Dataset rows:

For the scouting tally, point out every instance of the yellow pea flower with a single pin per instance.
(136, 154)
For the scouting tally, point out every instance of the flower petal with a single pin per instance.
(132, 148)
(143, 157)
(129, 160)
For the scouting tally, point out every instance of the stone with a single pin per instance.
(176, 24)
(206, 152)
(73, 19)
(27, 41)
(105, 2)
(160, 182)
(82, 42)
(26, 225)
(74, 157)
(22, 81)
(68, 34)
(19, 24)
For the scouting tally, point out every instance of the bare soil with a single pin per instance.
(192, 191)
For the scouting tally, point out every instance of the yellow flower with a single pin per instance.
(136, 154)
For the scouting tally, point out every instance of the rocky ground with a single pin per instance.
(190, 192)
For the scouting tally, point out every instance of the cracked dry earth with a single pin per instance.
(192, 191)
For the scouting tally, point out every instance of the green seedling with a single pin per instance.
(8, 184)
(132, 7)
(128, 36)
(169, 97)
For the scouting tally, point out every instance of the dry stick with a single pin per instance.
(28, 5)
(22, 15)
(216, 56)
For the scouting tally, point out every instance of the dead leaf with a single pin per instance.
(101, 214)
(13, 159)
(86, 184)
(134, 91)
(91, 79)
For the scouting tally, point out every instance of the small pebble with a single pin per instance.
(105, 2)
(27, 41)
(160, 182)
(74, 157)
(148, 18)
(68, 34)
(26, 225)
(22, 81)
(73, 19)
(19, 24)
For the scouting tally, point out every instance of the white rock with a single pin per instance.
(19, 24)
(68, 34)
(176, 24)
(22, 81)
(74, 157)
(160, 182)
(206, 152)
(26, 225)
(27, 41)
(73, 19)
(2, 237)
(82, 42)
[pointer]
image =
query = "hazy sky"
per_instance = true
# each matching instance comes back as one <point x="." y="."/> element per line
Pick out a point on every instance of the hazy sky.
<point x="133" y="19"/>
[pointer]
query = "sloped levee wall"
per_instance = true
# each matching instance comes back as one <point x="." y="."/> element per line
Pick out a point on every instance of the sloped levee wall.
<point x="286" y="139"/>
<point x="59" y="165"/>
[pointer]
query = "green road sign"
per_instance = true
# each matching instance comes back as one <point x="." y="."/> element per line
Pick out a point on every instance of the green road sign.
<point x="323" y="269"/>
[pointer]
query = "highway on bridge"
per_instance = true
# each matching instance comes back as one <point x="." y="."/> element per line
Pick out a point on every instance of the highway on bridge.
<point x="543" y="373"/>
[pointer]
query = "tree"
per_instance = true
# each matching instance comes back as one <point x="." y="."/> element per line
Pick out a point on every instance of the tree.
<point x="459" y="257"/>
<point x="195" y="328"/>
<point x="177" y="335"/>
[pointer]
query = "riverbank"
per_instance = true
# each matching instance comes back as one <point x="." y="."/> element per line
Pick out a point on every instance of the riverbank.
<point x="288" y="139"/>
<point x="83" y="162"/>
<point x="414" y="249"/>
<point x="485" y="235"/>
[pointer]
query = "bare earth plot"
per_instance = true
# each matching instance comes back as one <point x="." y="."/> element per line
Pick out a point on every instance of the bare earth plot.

## Task prompt
Which lines in the items above contain the word "tree"? Pull out each of them in full.

## Written reply
query = "tree"
Pick out a point on every instance of the tree.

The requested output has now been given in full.